THE PROBLEM: Copy out each of the items below, swapping every occurrence of "sneaker" for "trainer" and leaving everything else the same.
##### DATA SUPPLIED
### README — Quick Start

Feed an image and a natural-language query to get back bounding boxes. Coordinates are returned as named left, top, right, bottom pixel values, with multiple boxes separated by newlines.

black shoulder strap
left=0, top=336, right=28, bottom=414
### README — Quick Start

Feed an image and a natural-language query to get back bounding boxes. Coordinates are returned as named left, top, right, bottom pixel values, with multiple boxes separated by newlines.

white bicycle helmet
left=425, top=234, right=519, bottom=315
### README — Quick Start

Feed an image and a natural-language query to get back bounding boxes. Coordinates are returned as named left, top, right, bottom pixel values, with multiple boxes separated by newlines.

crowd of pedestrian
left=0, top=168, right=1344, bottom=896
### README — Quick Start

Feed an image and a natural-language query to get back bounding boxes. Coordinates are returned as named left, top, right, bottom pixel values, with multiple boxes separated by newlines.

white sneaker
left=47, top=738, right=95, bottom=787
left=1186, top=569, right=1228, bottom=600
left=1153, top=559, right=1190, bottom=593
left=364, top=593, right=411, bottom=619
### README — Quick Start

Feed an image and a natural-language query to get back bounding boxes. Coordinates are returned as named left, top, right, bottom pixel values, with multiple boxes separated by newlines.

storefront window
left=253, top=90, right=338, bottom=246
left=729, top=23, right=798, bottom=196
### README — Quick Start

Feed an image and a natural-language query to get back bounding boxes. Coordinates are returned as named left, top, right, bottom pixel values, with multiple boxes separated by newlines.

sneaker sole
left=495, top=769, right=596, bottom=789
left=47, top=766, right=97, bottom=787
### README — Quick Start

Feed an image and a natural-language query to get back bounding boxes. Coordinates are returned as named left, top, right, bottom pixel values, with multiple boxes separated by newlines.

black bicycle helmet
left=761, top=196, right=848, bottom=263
##########
SOLUTION FOR THIS PROBLEM:
### README — Quick Start

Feed an image and a natural-language query to get back bounding boxes. Coordinates are returned as named left, top, right, bottom pixel values, with multiple boxes separated by newlines.

black shoulder strap
left=0, top=336, right=28, bottom=414
### README — Quick Start

Feed an image and a natural-language query to get back bounding boxes. Coordinates are returned as named left, top, right, bottom pixel values, with multiple boxes separated by newlines.

white bicycle helmet
left=425, top=234, right=519, bottom=315
### README — Quick Start

Feed an image and a natural-language query to get back bounding boxes. Coordinates are returned as named left, top, right, bottom pixel values, with multiple boxes separated by newlines.

crowd of pedestrian
left=0, top=168, right=1344, bottom=896
### README — Quick Start

Feed an image and a natural-language query to get back bounding boxes. Coordinates are returned as named left, top, right, bottom pixel values, with multiple boxes separated by newlines.

white trainer
left=47, top=738, right=95, bottom=787
left=1186, top=569, right=1228, bottom=600
left=1153, top=559, right=1190, bottom=593
left=364, top=593, right=411, bottom=619
### README — Quick Start

Feed an image and a natural-language query to get back bounding boxes. Coordinates are returned as named left, top, right, bottom pixel values, with multiple boxes separated by newlines.

storefront window
left=253, top=90, right=338, bottom=246
left=729, top=23, right=798, bottom=196
### README — Quick Start

Feed an image and a natural-language query to get back bounding boxes. Coordinates are returned as named left, top, right, bottom pixel values, with multiple boxes separated by newlines.

trainer sole
left=495, top=769, right=596, bottom=789
left=47, top=766, right=97, bottom=787
### README — Quick Start

Feed an image and a natural-language query to get back bounding boxes. Coordinates are returned as named left, top, right, bottom pixel values, with multiple boxes separated by newlines.

black bicycle helmet
left=761, top=196, right=848, bottom=263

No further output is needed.